> [SET EXERCISE 1]: In the passage on Port Clyde, swap "summer home" for "vacation home" and write out the part that opens with "An overnight fire" and closes with "off Port Clyde.".

> [QUOTED PASSAGE]:
=====

Port Clyde is the southernmost settlement on the St. George peninsula in central/coastal Maine and part of the town of St. George in Knox County, Maine, United States. The ZIP Code for Port Clyde is 04855.

==History==
In the 19th century, Port Clyde became a busy port featuring granite quarries, tide mills for sawing timber, and shipbuilding and fish canning businesses. By the 20th century, the area attracted artists and writers. The Country of the Pointed Firs was written by Sarah Orne Jewett in St. George.

Port Clyde's harbor was originally known as Herring Gut. Marshall Point—site of the Marshall Point Lighthouse—is Port Clyde's southernmost extremity. This lighthouse is the one to which Tom Hanks ran in the 1994 film Forrest Gump.

Monhegan Boat Line operates out of Port Clyde, providing round trip ferry service to Monhegan island, and has been operating in some form since 1914.

Port Clyde was home to The Port Clyde Packing Co., manufacturer of Port Clyde Sardines. Employing around 200 people, it was the largest employer in the area for most of its existence. The factory was destroyed in a fire on September 26, 1970.

An overnight fire on September 27–28, 2023, destroyed the settlement's general store, the Maine Wyeth Art Gallery, a restaurant, and offices of the local boat line.

==Residences==
- The Wyeth family, with three generations of accomplished artists, has owned a summer home in Port Clyde ever since N.C. Wyeth purchased "Eight Bells" in the early 1920s. His son Andrew Wyeth long owned property and spent time in the area, as does N.C.'s grandson, Jamie Wyeth. Andrew's widow Betsy owned two islands off Port Clyde.
- Supreme Court Chief Justice John Roberts and his wife purchased a home on Hupper Island just off the coast of Port Clyde in 2006. The house is a one-story structure built in the 1960s and reportedly purchased for $475,000.
- Kenneth Noland, one of the best known American color field painters, spent the last several years of his life in Port Clyde. There he worked regularly at his studio and owned a home with his wife, Paige Rense, Editor-in-Chief of Architectural Digest.
- Port Clyde is the site of Fieldstone Castle, built by Russell W. Porter, currently inhabited by artist Greg Mort as his summer studio.
- Port Clyde is the site of Land's End Historic District, a former artists' colony built by Russell W. Porter that is now a group of summer cottages.
- Port Clyde is the site of a home designed by Russell W. Porter as the town library.

=====

> [DATA TO USE]:
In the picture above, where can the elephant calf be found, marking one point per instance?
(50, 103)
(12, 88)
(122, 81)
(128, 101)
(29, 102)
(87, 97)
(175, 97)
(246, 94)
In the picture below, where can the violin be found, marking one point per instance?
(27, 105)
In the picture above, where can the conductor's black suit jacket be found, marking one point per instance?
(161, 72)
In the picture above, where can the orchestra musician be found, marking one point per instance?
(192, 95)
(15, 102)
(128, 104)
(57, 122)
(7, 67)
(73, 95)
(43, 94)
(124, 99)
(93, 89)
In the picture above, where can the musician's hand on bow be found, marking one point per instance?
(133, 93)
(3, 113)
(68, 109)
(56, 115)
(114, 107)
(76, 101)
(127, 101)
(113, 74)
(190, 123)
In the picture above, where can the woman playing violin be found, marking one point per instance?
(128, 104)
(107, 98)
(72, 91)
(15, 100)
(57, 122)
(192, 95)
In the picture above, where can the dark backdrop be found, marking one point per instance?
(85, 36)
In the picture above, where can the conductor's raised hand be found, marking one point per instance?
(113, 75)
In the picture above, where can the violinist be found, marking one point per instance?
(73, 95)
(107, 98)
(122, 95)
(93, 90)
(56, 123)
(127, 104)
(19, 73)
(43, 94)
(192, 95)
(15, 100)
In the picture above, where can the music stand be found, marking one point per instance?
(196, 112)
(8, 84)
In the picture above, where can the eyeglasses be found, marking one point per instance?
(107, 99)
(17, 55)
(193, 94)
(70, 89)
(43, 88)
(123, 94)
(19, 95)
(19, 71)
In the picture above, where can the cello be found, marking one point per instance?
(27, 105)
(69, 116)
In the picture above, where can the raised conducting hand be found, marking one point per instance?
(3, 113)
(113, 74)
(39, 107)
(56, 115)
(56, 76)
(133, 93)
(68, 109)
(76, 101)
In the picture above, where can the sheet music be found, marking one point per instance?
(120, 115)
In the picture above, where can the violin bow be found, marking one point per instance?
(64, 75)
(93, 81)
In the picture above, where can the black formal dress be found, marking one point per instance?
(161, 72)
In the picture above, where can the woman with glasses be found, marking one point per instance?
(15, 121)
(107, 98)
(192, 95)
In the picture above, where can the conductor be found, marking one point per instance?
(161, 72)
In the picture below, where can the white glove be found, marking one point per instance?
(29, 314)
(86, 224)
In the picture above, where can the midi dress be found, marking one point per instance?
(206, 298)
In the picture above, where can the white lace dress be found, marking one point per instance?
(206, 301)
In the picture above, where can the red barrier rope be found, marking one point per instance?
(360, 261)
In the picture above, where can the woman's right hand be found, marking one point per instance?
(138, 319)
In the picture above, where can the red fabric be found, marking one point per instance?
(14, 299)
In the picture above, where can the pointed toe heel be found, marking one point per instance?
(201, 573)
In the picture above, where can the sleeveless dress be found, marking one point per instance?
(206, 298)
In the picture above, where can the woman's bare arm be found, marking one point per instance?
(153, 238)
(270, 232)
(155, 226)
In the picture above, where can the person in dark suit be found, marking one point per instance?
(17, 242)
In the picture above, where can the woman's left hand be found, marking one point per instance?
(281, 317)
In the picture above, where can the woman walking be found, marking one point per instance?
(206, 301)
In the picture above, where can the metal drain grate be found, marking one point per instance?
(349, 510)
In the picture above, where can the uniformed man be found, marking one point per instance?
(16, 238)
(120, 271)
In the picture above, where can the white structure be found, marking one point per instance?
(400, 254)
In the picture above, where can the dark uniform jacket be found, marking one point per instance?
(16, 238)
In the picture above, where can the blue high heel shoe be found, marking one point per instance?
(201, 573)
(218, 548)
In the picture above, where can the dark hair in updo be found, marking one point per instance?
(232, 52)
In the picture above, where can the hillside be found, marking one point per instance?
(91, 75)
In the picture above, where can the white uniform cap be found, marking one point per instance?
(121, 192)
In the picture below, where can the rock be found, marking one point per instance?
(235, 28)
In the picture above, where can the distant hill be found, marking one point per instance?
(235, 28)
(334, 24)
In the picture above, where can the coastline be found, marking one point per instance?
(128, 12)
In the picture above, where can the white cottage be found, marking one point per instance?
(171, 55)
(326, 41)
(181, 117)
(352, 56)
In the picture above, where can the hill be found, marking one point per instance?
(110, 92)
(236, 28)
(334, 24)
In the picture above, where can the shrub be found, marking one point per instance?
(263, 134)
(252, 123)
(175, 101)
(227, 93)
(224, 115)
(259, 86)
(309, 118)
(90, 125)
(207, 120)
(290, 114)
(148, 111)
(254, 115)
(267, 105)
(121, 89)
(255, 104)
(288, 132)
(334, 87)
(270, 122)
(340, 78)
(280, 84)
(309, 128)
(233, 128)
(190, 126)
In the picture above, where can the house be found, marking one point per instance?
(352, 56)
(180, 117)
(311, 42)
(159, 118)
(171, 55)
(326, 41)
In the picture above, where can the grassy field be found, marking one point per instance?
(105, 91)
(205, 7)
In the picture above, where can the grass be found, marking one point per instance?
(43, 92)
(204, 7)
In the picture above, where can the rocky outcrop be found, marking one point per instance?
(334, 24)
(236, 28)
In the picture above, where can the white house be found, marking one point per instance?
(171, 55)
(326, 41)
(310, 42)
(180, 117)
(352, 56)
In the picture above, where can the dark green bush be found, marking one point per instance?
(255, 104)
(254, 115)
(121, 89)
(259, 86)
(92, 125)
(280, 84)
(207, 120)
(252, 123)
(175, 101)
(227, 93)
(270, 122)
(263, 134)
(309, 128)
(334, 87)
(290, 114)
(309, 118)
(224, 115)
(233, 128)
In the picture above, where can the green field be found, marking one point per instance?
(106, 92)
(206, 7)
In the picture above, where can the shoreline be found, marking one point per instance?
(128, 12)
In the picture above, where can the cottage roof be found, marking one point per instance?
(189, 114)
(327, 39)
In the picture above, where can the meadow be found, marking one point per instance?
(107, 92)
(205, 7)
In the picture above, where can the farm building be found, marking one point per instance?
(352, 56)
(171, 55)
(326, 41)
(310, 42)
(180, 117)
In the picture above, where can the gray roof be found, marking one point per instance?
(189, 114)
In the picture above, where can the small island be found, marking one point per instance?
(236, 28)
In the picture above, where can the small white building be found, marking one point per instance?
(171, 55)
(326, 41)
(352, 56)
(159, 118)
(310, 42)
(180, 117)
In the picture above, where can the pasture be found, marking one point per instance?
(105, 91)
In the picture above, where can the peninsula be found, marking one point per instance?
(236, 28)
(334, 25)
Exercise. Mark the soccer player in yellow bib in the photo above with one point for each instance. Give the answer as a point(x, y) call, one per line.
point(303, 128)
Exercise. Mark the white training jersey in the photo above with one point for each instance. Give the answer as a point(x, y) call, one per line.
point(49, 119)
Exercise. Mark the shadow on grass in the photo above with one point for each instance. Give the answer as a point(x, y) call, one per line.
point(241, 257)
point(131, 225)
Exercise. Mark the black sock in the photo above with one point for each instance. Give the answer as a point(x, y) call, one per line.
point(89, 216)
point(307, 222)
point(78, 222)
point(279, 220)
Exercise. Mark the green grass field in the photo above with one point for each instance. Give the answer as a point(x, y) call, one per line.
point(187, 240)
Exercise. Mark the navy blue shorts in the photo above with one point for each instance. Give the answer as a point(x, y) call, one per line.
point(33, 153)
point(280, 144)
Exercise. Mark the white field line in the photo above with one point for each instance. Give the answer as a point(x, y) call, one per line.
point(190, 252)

=====

> [SET EXERCISE 2]: Collect every line of the records above that contains the string "call". Case counts.

> [ANSWER 1]:
An overnight fire on September 27–28, 2023, destroyed the settlement's general store, the Maine Wyeth Art Gallery, a restaurant, and offices of the local boat line.

==Residences==
- The Wyeth family, with three generations of accomplished artists, has owned a vacation home in Port Clyde ever since N.C. Wyeth purchased "Eight Bells" in the early 1920s. His son Andrew Wyeth long owned property and spent time in the area, as does N.C.'s grandson, Jamie Wyeth. Andrew's widow Betsy owned two islands off Port Clyde.

> [ANSWER 2]:
Exercise. Mark the soccer player in yellow bib in the photo above with one point for each instance. Give the answer as a point(x, y) call, one per line.
Exercise. Mark the white training jersey in the photo above with one point for each instance. Give the answer as a point(x, y) call, one per line.
Exercise. Mark the shadow on grass in the photo above with one point for each instance. Give the answer as a point(x, y) call, one per line.
Exercise. Mark the black sock in the photo above with one point for each instance. Give the answer as a point(x, y) call, one per line.
Exercise. Mark the green grass field in the photo above with one point for each instance. Give the answer as a point(x, y) call, one per line.
Exercise. Mark the navy blue shorts in the photo above with one point for each instance. Give the answer as a point(x, y) call, one per line.
Exercise. Mark the white field line in the photo above with one point for each instance. Give the answer as a point(x, y) call, one per line.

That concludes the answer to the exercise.